Raw data =
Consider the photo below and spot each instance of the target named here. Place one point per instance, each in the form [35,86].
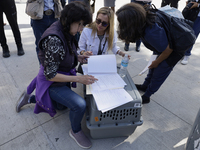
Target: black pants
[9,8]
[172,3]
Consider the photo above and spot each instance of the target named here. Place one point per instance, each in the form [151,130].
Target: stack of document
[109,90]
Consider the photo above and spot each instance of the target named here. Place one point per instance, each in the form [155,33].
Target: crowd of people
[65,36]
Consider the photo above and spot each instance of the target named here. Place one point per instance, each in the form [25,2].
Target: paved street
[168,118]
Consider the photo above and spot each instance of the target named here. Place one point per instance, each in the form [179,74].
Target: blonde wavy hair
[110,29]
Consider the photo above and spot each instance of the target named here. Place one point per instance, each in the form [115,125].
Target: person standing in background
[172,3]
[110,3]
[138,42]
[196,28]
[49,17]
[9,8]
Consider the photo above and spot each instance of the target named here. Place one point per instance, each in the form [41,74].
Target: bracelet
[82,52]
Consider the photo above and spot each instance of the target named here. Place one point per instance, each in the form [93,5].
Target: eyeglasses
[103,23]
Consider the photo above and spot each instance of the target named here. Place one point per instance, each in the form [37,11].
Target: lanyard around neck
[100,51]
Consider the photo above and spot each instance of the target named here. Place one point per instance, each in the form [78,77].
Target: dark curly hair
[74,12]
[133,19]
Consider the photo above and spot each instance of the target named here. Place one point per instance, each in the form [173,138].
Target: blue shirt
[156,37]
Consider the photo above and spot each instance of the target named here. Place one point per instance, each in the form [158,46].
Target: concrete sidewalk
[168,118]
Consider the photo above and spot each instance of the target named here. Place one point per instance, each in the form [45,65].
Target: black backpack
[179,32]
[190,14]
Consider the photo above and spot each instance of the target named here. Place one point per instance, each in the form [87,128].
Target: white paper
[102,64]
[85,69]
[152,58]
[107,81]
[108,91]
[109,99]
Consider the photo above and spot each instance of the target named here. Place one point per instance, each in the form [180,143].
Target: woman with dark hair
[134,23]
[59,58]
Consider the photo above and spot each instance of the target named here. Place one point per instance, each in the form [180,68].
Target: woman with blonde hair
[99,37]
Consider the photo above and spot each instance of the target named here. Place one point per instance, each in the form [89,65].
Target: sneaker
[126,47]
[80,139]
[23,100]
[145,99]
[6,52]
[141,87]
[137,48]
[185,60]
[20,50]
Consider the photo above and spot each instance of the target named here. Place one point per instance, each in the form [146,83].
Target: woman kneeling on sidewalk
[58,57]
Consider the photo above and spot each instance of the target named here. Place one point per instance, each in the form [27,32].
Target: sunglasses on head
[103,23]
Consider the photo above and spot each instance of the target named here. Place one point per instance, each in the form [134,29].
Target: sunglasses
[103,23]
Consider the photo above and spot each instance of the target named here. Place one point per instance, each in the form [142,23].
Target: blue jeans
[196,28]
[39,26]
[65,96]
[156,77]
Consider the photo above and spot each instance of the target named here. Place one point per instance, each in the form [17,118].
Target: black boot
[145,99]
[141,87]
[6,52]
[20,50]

==

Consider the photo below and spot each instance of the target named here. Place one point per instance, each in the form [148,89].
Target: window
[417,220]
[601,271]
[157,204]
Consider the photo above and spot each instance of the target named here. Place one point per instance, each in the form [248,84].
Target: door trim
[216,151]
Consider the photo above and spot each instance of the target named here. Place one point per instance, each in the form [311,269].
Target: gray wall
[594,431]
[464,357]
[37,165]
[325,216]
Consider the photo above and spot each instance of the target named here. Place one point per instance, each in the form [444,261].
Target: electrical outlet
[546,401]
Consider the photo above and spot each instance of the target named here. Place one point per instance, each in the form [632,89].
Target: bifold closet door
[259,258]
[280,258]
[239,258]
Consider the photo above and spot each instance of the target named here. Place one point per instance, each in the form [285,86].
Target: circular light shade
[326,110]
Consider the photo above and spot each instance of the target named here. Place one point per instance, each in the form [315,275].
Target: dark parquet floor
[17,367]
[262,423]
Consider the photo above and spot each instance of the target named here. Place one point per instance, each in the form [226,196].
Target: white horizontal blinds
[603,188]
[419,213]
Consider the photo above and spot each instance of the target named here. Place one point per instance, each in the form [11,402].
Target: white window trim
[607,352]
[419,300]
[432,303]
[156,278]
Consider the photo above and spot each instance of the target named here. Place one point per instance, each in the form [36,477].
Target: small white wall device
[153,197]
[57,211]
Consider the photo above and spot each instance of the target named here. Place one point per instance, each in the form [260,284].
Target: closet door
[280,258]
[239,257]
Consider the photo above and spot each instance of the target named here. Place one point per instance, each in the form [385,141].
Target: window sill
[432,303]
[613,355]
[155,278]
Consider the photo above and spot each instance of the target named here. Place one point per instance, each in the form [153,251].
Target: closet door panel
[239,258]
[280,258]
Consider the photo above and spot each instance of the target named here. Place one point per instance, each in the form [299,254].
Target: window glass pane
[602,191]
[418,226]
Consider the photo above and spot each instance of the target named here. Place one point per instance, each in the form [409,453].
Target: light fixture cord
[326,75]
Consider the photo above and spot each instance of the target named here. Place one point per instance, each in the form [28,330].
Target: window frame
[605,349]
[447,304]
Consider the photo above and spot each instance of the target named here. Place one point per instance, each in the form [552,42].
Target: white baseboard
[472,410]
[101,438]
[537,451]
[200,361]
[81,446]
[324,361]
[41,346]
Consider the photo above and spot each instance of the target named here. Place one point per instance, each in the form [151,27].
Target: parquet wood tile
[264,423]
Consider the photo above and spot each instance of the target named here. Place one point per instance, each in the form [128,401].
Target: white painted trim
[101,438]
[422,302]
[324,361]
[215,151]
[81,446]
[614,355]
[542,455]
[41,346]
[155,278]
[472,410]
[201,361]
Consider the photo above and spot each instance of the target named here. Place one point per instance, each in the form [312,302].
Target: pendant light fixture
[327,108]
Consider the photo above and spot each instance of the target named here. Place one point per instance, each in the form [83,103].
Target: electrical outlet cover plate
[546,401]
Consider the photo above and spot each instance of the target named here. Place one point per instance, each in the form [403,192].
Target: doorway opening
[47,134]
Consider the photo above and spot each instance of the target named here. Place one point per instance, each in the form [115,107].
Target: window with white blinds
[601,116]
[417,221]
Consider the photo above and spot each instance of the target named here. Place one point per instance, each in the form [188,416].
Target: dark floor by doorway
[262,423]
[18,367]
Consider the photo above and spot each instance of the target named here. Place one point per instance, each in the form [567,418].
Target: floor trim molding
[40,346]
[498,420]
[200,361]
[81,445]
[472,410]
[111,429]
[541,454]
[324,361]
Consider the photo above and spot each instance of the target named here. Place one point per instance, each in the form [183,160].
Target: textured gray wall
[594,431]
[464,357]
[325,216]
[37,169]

--

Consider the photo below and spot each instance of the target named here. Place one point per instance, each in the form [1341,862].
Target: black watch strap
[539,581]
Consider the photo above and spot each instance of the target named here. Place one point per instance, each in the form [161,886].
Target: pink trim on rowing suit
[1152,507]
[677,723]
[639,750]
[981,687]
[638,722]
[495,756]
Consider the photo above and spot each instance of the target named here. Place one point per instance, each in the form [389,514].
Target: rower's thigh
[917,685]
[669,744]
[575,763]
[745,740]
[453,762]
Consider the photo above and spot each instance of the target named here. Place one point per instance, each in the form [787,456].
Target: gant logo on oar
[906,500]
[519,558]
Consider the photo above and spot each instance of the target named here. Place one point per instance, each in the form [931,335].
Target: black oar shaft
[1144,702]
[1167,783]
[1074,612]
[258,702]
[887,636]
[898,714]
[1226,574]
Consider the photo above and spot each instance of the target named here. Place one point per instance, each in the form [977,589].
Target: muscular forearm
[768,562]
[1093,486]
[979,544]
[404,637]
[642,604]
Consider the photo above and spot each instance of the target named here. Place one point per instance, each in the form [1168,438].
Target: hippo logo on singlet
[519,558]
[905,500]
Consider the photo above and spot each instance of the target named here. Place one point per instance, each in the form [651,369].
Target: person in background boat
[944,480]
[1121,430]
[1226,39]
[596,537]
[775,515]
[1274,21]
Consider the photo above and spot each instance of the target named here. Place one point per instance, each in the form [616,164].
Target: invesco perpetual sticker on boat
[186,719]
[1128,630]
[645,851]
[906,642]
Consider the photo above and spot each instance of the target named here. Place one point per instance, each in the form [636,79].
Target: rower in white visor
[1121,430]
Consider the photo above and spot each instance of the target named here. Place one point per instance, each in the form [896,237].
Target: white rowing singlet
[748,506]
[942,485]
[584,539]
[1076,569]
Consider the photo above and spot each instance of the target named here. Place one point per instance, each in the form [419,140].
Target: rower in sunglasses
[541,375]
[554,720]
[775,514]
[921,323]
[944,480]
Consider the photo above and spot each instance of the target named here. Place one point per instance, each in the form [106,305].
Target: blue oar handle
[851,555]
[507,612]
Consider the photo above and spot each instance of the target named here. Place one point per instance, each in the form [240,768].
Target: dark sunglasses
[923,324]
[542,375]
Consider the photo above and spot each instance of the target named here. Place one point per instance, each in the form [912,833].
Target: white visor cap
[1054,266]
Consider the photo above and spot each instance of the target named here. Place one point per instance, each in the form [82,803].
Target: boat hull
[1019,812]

Your assignment = Please return the lines above that run from the line containing "the form [161,886]." to the line containing "the form [389,514].", inclusive, exactly and with no other lines.

Response below =
Consider the photo above and spot each instance of the target named here. Place one point per instance, each in the form [161,886].
Target: pink trim on rowing suit
[1152,507]
[677,723]
[639,750]
[981,687]
[638,722]
[495,756]
Consider the photo above and spot each instance of the target named here. Place one point per instance, each in the form [389,514].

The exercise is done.